_READING TEXT_
-.-.-

File size: 6,635 Bytes

08ac0d0

---
language: 
- ki
tags:
- automatic-speech-recognition
- asr
- kikuyu
- wav2vec2
- mms
- speech
- kenyan-languages
- low-resource
license: apache-2.0
datasets:
- thinkKenya/kenyan_audio_datasets
model-index:
- name: MMS 1B Kikuyu ASR
  results:
  - task:
      name: Automatic Speech Recognition
      type: automatic-speech-recognition
    dataset:
      name: Kenyan Audio Datasets (Kikuyu)
      type: thinkKenya/kenyan_audio_datasets
      config: Kikuyu
      split: test
      args: 
        language: ki
    metrics:
    - name: Word Error Rate
      type: wer
      value: 35.74
    - name: Character Error Rate  
      type: cer
      value: N/A
pipeline_tag: automatic-speech-recognition
widget:
- example_title: Kikuyu Speech Sample
  src: https://huggingface.co/datasets/thinkKenya/kenyan_audio_datasets/resolve/main/data/kikuyu_sample.wav
---

# MMS 1B Kikuyu ASR Model

## Model Description

This model is a fine-tuned version of Facebook's MMS (Massively Multilingual Speech) 1B parameter model, specifically adapted for Kikuyu (Gĩkũyũ) automatic speech recognition. The model uses language adapters to efficiently fine-tune the pre-trained MMS model for the Kikuyu language, achieving a Word Error Rate (WER) of **35.74%** on the test set.

## Model Details

- **Model Type**: Wav2Vec2ForCTC with language adapters
- **Base Model**: `facebook/mms-1b-all`
- **Language**: Kikuyu (ISO 639-1: `ki`)
- **Task**: Automatic Speech Recognition (ASR)

-.-.-

_MATERIAL_
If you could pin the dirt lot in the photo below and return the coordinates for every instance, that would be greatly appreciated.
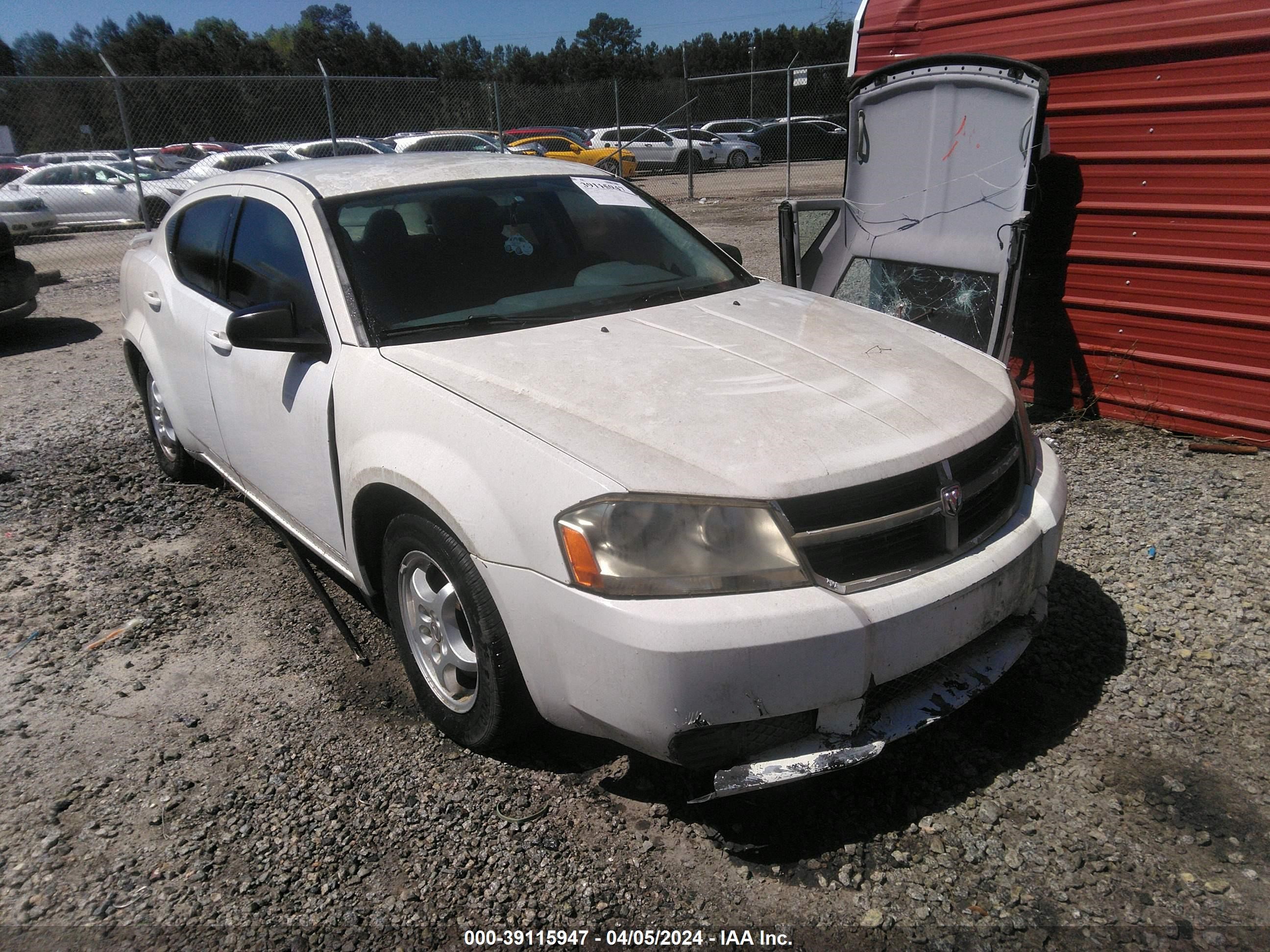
(224, 773)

-.-.-

_EXERCISE A_
In the Kikuyu speech recognition model card, turn the paragraph beginning "This model is a fine-tuned version" into a short bulleted list that keeps its main facts.
_EXERCISE B_
According to the Kikuyu speech recognition model card, which base model was fine-tuned?
_EXERCISE C_
Reproduce the Kikuyu speech recognition model card from "## Model Description" up to and including "Speech Recognition (ASR)", substituting "adapter layers" for "language adapters".

_EXERCISE ANSWER A_
- Fine-tuned from Facebook's MMS (Massively Multilingual Speech) model with 1B parameters
- Adapted for Kikuyu (Gĩkũyũ) automatic speech recognition
- Uses language adapters to fine-tune the pre-trained MMS model efficiently for Kikuyu
- Reaches a Word Error Rate (WER) of 35.74% on the test set

_EXERCISE ANSWER B_
`facebook/mms-1b-all`

_EXERCISE ANSWER C_
## Model Description

This model is a fine-tuned version of Facebook's MMS (Massively Multilingual Speech) 1B parameter model, specifically adapted for Kikuyu (Gĩkũyũ) automatic speech recognition. The model uses adapter layers to efficiently fine-tune the pre-trained MMS model for the Kikuyu language, achieving a Word Error Rate (WER) of **35.74%** on the test set.

## Model Details

- **Model Type**: Wav2Vec2ForCTC with adapter layers
- **Base Model**: `facebook/mms-1b-all`
- **Language**: Kikuyu (ISO 639-1: `ki`)
- **Task**: Automatic Speech Recognition (ASR)